Excerpt provided:
= Beginning of Section =

China's interest in Africa is not new. Beijing was interested on building a sort of ideological solidarity with undeveloped countries since 1970s. To promote Chinese communism, and to repel Western "imperialism". Nowadays, their interests are more pragmatic (oil, trade, investments and so on), sure, and, "the acceleration of South-South trade and investment is one of the most significant features of recent developments in the global economy", as Harry Broadman has underlined in his "Africa's Silk Road". It's not a new subject. Raffaele Cazzola Hofmann in "Cina, il boom made in Africa", or Serge Michel, Michel Beuret and Paolo Woods in "China Safari", and many others... Starting from this documentation (see the Paolo Woods' pictures too) and the experience in Benin, a little country in West Africa, here's a reality that exists also out of the main network. Chinese are everywhere in Africa. Also in Benin, where there's no oil, no wood, no uranium, no copper. It's the story of two cultures trying to live together.
Abdon Adjalla, 43 years old Beninese man, and Shi Ya Juan, 36 years old Chinese woman from Shenyang, are married since 2001. Abdon spent 10 years in China, where he went with a Chinese government scholarship. But he met Shi Ya Juan in Benin. They work in import-export business. Here, they are in Cotonou, with their two sons: Syndia, 6 years old, and Owen, 2.
A Chinese building worker in Godomey's interchange construction site, in Cotonou. 1400m long: an interchange that will be ready in 2011, and whose works were beginning in 2009 by China Railway Shisiju Group Corporation. A project funded by Chinese government.
Lokossa, Benin: working at Cbt (Compagnie b?ninoise des textiles). Cbt is a joint venture, 51% of Chinese investements and 49% of Beninese government, that produce 100% cotton yarn. The activity started in 2002.
Cbt: made in Benin.

= End of Section =

Data provided:

= Beginning of Section =

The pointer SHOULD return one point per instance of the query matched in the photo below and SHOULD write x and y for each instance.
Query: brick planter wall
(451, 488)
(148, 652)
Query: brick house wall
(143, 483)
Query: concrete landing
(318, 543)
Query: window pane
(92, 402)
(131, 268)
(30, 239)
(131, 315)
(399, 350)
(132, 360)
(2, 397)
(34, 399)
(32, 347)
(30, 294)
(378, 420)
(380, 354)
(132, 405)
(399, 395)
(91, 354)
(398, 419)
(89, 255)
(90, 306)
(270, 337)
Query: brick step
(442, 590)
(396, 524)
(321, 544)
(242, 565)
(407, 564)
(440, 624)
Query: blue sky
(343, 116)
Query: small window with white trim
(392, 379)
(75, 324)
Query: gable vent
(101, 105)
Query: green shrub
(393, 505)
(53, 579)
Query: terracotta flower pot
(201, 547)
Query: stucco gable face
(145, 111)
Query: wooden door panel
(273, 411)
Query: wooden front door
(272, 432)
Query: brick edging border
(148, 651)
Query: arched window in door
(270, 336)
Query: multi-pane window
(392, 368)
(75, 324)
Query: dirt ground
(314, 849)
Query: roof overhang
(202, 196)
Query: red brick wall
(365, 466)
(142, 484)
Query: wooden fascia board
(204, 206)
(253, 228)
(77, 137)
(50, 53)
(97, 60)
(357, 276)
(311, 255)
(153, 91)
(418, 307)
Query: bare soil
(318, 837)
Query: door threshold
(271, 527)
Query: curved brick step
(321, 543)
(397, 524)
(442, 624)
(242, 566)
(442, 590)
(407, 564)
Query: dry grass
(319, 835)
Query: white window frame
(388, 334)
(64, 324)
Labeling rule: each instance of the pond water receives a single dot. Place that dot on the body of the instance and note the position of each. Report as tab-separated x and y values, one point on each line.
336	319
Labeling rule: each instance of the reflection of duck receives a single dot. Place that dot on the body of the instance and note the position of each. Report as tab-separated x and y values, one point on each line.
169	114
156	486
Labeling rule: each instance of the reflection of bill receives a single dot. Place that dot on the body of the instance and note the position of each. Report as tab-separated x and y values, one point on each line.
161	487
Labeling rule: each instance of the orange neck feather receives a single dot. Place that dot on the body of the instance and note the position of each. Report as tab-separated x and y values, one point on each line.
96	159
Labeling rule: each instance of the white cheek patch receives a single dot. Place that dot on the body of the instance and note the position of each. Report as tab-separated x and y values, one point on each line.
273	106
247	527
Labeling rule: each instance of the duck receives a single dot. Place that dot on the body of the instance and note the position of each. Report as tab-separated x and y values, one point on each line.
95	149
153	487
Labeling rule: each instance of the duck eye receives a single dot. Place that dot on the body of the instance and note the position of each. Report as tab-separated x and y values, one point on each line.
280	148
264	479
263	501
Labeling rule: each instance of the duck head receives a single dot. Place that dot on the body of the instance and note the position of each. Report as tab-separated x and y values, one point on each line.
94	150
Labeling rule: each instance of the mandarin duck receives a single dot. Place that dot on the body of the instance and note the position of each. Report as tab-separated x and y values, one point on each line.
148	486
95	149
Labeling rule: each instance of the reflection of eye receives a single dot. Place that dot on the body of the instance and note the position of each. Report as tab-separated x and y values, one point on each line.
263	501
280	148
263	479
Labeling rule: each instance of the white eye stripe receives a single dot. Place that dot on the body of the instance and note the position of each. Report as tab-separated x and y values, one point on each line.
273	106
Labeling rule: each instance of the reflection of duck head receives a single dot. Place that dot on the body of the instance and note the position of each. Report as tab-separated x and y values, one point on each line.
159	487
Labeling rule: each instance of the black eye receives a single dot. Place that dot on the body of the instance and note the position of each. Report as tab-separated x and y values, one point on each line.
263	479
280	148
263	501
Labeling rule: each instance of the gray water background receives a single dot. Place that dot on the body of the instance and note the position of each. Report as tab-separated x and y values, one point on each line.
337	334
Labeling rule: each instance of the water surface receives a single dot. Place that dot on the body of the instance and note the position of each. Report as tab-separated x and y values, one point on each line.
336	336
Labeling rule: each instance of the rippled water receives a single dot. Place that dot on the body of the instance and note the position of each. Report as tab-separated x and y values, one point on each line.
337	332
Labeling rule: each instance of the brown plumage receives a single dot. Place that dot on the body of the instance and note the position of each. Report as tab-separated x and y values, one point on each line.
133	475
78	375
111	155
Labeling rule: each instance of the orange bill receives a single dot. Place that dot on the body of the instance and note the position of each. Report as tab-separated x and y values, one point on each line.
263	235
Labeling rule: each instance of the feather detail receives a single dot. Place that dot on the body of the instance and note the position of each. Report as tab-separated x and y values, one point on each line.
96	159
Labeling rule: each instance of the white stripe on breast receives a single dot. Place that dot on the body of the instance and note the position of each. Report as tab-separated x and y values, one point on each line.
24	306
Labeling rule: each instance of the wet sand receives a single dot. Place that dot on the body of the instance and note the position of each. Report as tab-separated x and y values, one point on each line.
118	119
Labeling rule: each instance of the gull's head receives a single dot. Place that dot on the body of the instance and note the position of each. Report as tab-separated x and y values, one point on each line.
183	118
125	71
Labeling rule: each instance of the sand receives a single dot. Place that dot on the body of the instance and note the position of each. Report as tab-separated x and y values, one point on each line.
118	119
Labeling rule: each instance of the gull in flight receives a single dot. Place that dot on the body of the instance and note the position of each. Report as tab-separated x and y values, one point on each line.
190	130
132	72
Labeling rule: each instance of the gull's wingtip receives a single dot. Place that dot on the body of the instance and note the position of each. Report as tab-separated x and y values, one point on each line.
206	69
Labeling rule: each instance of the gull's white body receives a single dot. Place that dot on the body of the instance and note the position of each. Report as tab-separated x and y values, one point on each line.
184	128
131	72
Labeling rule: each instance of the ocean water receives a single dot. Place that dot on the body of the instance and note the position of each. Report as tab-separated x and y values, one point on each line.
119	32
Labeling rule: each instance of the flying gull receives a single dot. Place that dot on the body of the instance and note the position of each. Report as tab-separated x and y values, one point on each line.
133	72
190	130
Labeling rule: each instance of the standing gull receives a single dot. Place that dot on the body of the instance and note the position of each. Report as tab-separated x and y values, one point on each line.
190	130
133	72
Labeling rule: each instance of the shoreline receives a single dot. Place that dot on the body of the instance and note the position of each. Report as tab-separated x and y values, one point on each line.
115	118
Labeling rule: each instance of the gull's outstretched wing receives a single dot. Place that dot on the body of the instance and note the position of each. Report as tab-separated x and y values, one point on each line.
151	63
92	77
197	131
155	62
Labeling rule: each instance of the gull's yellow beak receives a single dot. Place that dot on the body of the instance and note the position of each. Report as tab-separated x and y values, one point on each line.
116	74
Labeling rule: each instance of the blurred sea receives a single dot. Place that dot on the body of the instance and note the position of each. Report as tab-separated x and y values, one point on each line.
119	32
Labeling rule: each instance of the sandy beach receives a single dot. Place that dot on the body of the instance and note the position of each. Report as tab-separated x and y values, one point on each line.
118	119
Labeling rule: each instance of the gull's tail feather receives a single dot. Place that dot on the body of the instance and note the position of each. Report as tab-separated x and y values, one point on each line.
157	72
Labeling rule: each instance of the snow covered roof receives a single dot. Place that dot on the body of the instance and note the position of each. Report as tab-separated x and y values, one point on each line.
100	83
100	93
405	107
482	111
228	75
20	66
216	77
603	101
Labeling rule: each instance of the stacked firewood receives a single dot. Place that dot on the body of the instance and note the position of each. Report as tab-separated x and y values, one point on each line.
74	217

= End of Section =

Problem 1:
Transcribe the stretch from "A Chinese building" through "started in 2002." in the passage on China in Benin.
Problem 2:
In the passage on China in Benin, what percentage of Cbt's investment is Chinese?
The rows above come from a source separate from the passage on China in Benin.

Answer section 1:
A Chinese building worker in Godomey's interchange construction site, in Cotonou. 1400m long: an interchange that will be ready in 2011, and whose works were beginning in 2009 by China Railway Shisiju Group Corporation. A project funded by Chinese government.
Lokossa, Benin: working at Cbt (Compagnie b?ninoise des textiles). Cbt is a joint venture, 51% of Chinese investements and 49% of Beninese government, that produce 100% cotton yarn. The activity started in 2002.

Answer section 2:
51%